WHAT YOU WILL DO: Repeat the entries. Each one must match exactly.
EXTRACTED INFORMATION Start Marker
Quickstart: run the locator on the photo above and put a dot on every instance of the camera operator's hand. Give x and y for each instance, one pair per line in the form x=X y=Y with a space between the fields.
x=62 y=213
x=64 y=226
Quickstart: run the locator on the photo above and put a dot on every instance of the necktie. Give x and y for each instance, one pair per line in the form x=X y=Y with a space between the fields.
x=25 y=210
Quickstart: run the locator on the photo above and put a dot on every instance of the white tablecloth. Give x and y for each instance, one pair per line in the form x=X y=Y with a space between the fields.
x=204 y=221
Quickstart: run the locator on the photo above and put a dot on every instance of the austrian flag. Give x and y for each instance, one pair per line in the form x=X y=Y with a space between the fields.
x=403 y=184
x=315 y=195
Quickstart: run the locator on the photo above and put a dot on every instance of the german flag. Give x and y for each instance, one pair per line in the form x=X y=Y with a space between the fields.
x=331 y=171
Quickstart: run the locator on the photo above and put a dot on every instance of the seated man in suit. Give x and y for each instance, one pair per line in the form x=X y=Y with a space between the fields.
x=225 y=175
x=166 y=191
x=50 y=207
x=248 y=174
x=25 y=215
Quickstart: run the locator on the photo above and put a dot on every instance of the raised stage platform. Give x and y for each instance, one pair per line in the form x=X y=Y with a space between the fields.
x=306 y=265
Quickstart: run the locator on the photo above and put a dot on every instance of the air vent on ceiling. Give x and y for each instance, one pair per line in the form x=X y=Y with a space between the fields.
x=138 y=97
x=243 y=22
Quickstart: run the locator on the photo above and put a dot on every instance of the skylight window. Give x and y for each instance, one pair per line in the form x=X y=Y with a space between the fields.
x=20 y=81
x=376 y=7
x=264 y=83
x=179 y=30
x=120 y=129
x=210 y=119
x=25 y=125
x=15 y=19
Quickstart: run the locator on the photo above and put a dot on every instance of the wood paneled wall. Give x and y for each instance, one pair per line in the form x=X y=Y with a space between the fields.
EXTRACTED INFORMATION End Marker
OUTPUT:
Quickstart: run the locator on the photo above and put a dot on every instance of the camera operator's hand. Give x and y for each instance, one pair per line in the form x=X y=Y with a space between the fields.
x=62 y=213
x=64 y=226
Quickstart: run the locator on the photo above and put a dot on every instance of the necktie. Give x and y for each instance, one pair per line in the form x=X y=Y with a space between the fields.
x=25 y=210
Quickstart: run the locator on the photo above and put a dot on every instance of the white tablecloth. Give x and y for each instance, one pair per line in the form x=X y=Y with a space between the fields.
x=204 y=221
Quickstart: run the locator on the photo above and put a dot on every instance of the austrian flag. Give x and y for each instance, one pair per line in the form x=X y=Y with a space between the fields.
x=403 y=184
x=315 y=195
Quickstart: run the locator on the photo above and put a dot on every instance of the german flag. Give x and y for each instance, one pair per line in the form x=X y=Y with a space between the fields.
x=331 y=171
Quickstart: run the locator on the photo above and put a dot on every instance of the seated man in suit. Give x and y for each instance, one pair per line in the form x=X y=Y with a space between the fields.
x=225 y=175
x=166 y=191
x=50 y=207
x=248 y=174
x=25 y=215
Quickstart: run the locator on the photo above and put a dot on every instance of the raised stage platform. Give x and y for each instance, one pair per line in the form x=X y=Y with a space between the fields.
x=306 y=265
Quickstart: run the locator on the photo above and put a dot on every instance of the air vent on ceiling. Give x and y for each instance, one pair per line in the form x=X y=Y with a space between the fields.
x=138 y=97
x=243 y=22
Quickstart: run the locator on the photo above and put a dot on every instance of the skylight window. Give x and y for each instance, one pair per line in the form x=X y=Y with a space between the fields.
x=20 y=81
x=376 y=7
x=264 y=83
x=179 y=30
x=120 y=129
x=210 y=119
x=25 y=125
x=15 y=19
Quickstart: run the locator on the photo above and put a dot on every instance of the wood paneled wall. Give x and y for each instance, one pair per line in the form x=X y=Y with a space between the fields.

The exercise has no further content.